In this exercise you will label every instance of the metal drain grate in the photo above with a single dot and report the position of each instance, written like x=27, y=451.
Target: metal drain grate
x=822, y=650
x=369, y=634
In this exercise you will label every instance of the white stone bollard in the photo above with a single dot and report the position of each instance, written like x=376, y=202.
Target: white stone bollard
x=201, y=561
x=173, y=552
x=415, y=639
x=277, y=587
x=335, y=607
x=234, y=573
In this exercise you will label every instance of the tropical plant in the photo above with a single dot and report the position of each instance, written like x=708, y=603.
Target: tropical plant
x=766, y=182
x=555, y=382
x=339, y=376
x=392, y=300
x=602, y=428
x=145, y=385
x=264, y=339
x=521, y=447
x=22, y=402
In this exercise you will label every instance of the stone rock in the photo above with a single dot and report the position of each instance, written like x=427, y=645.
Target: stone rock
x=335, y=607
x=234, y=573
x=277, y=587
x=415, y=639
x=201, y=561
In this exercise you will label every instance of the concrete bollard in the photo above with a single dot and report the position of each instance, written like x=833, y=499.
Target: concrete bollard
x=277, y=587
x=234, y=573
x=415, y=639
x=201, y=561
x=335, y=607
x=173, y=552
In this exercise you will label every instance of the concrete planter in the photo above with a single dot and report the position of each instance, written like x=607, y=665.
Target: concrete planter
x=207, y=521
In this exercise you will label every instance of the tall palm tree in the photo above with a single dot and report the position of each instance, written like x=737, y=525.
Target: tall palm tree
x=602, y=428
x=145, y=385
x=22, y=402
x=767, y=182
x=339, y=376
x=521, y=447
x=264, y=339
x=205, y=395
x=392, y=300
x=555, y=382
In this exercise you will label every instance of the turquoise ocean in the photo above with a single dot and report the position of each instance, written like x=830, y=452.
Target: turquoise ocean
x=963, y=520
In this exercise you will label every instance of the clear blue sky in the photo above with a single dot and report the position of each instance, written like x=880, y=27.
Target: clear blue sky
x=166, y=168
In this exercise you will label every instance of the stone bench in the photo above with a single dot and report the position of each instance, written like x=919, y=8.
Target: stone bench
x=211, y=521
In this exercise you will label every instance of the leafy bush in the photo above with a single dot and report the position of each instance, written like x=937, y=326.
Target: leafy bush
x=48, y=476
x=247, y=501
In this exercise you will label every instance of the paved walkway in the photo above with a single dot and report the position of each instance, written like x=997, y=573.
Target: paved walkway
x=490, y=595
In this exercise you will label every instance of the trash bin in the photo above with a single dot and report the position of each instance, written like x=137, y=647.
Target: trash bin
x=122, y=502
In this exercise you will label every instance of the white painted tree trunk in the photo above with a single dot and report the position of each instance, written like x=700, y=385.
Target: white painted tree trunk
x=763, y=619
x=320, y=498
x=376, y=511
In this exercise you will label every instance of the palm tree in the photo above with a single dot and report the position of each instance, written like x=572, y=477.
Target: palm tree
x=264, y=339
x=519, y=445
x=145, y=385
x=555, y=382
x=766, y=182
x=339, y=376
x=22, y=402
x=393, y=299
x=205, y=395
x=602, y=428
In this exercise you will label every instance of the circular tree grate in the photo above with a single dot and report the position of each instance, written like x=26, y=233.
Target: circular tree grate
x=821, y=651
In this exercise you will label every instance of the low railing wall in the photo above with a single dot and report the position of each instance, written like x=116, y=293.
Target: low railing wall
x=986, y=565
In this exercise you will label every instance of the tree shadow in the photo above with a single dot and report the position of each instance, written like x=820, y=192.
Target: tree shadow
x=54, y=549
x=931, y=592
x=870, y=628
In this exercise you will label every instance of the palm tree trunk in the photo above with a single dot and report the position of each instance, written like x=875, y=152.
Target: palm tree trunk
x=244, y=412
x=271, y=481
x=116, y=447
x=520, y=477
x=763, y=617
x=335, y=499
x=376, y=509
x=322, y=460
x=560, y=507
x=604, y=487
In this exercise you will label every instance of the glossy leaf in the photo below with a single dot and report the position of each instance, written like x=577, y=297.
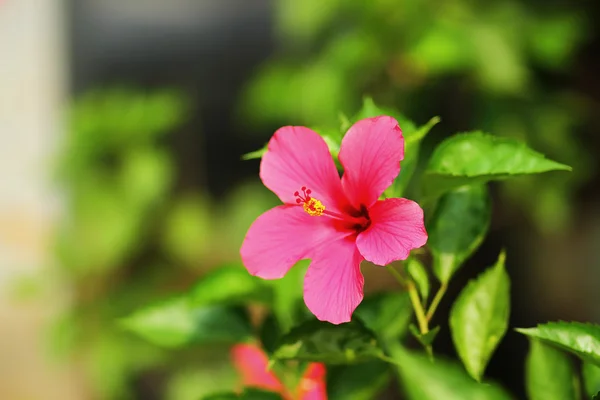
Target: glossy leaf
x=591, y=378
x=387, y=314
x=479, y=318
x=425, y=339
x=176, y=322
x=412, y=146
x=476, y=157
x=247, y=394
x=423, y=379
x=550, y=374
x=358, y=381
x=230, y=284
x=418, y=273
x=287, y=296
x=457, y=228
x=578, y=338
x=333, y=344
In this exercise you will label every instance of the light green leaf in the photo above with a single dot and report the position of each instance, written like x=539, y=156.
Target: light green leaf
x=418, y=273
x=425, y=339
x=358, y=381
x=412, y=140
x=457, y=228
x=479, y=318
x=426, y=380
x=550, y=374
x=176, y=323
x=230, y=284
x=370, y=110
x=591, y=378
x=321, y=341
x=477, y=157
x=386, y=313
x=578, y=338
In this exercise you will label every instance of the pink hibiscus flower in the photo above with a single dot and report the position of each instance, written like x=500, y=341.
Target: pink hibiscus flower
x=335, y=222
x=251, y=363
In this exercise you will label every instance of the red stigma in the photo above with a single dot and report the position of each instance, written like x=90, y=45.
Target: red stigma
x=304, y=197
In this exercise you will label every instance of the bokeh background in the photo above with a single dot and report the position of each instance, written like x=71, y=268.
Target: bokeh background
x=122, y=125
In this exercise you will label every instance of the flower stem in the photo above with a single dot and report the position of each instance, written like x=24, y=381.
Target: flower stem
x=414, y=299
x=436, y=300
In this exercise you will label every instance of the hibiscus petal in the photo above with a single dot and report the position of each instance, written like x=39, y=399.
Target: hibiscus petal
x=281, y=237
x=297, y=157
x=396, y=228
x=312, y=384
x=251, y=363
x=333, y=285
x=371, y=153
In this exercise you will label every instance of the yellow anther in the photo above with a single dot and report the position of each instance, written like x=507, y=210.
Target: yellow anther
x=313, y=207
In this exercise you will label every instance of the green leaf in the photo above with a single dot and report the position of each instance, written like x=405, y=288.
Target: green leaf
x=255, y=154
x=591, y=378
x=412, y=145
x=578, y=338
x=412, y=140
x=287, y=296
x=426, y=380
x=176, y=322
x=370, y=110
x=479, y=317
x=321, y=341
x=386, y=313
x=358, y=381
x=248, y=394
x=550, y=374
x=427, y=339
x=230, y=284
x=418, y=273
x=477, y=157
x=458, y=226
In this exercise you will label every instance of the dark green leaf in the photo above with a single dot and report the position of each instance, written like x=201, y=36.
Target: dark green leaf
x=176, y=322
x=591, y=378
x=333, y=344
x=477, y=157
x=412, y=145
x=358, y=381
x=550, y=373
x=229, y=284
x=479, y=318
x=418, y=273
x=287, y=296
x=248, y=394
x=255, y=154
x=458, y=226
x=427, y=339
x=387, y=314
x=426, y=380
x=578, y=338
x=370, y=110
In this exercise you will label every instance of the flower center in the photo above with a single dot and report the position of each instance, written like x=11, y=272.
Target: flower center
x=357, y=220
x=312, y=206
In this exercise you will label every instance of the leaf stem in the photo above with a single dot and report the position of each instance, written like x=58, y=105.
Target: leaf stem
x=436, y=300
x=414, y=299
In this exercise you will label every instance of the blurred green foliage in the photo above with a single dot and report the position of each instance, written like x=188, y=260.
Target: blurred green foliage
x=129, y=237
x=490, y=65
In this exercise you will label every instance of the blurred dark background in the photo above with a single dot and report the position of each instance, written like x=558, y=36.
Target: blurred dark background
x=154, y=200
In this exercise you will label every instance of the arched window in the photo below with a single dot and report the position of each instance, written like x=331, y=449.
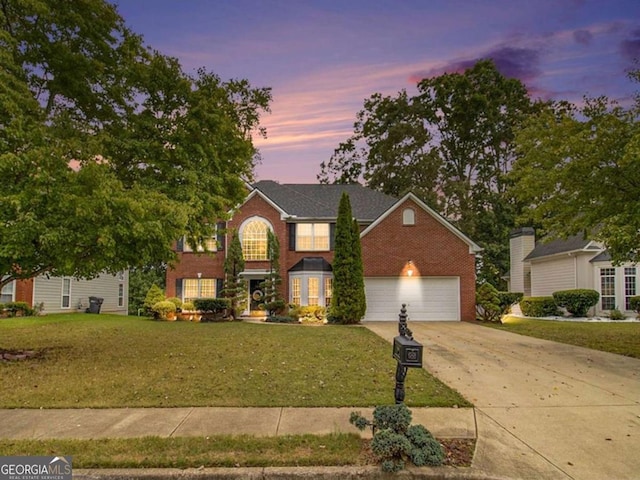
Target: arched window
x=408, y=216
x=254, y=239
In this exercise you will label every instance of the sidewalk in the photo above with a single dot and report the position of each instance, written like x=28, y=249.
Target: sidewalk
x=202, y=421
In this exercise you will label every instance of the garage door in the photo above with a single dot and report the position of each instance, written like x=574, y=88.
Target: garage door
x=427, y=298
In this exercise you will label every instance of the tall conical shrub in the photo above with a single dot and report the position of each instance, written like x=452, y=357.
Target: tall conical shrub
x=347, y=303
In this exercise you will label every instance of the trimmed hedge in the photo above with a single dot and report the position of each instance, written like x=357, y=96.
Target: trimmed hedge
x=577, y=301
x=538, y=306
x=212, y=305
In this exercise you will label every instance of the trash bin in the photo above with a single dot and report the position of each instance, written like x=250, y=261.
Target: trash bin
x=94, y=304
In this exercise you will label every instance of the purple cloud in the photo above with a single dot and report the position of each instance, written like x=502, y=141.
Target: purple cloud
x=512, y=62
x=630, y=48
x=583, y=37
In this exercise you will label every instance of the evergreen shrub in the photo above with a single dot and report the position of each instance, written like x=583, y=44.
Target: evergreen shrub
x=508, y=299
x=395, y=441
x=577, y=301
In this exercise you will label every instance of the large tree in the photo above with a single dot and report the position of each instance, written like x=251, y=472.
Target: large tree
x=579, y=173
x=108, y=150
x=452, y=144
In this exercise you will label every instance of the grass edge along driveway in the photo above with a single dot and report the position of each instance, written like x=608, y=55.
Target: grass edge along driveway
x=108, y=361
x=622, y=338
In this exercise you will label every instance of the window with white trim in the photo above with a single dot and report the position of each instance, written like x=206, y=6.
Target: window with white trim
x=328, y=290
x=408, y=216
x=630, y=286
x=312, y=237
x=295, y=291
x=210, y=243
x=66, y=293
x=313, y=290
x=193, y=288
x=7, y=292
x=310, y=288
x=608, y=288
x=253, y=236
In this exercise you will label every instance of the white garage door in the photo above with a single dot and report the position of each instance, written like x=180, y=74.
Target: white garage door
x=427, y=298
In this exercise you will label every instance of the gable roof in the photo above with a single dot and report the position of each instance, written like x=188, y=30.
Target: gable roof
x=473, y=247
x=316, y=201
x=576, y=243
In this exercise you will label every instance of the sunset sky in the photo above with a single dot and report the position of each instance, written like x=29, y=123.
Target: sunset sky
x=323, y=58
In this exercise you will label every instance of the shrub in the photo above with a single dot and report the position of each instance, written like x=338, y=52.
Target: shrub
x=508, y=299
x=212, y=305
x=176, y=301
x=309, y=314
x=538, y=306
x=213, y=309
x=188, y=306
x=154, y=295
x=616, y=314
x=488, y=303
x=395, y=440
x=577, y=301
x=280, y=319
x=18, y=309
x=163, y=309
x=634, y=304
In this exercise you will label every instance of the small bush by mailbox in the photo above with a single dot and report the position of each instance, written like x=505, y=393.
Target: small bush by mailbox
x=407, y=351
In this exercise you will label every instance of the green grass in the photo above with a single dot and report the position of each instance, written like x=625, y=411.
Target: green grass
x=620, y=338
x=194, y=452
x=101, y=361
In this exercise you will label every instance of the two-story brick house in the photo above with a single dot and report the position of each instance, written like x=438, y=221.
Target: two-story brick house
x=410, y=254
•••
◆ **WHAT TO DO**:
Every line with "below" in it should be copied from the entries above.

◆ **SOLUTION FOR THIS EXERCISE**:
In this exercise you will label every instance of the glossy leaf in the photo below with a single dot and report the position of each instance, written like x=577, y=297.
In this exercise you will label every instance of the arched window in the photo below with a single dot and report the position of each instance, written like x=331, y=449.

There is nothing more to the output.